Segment Open

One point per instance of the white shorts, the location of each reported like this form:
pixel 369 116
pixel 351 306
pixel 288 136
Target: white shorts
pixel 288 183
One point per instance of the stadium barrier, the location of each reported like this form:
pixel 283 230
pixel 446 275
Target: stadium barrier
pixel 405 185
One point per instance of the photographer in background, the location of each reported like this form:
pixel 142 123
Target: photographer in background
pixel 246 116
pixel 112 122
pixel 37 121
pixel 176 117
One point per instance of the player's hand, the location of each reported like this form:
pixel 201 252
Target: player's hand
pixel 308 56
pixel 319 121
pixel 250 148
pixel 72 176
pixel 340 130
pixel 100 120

Segment Closed
Segment Open

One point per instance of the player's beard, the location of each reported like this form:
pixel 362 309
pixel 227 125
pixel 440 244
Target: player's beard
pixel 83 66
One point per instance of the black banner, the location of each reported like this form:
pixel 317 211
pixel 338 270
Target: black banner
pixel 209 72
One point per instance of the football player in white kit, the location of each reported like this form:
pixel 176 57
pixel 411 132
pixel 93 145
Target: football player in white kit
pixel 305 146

Segment Closed

Instructions for the task
Search the material for the word "like" and copy each line where it occurs.

Answer space
One point per instance of the white shorts, the location of each reported like this form:
One point per instance of the stadium barrier, the location of each reported like this form:
One point per instance of the photographer in background, the location of each reported like this form:
One point per instance of the player's hand, the location of each reported like this form:
One point per instance of the player's beard, the location of each reported like this form:
One point per instance of the black banner, the location of each reported like this form:
One point per instance of the football player in white kit, the location of each reported like this form:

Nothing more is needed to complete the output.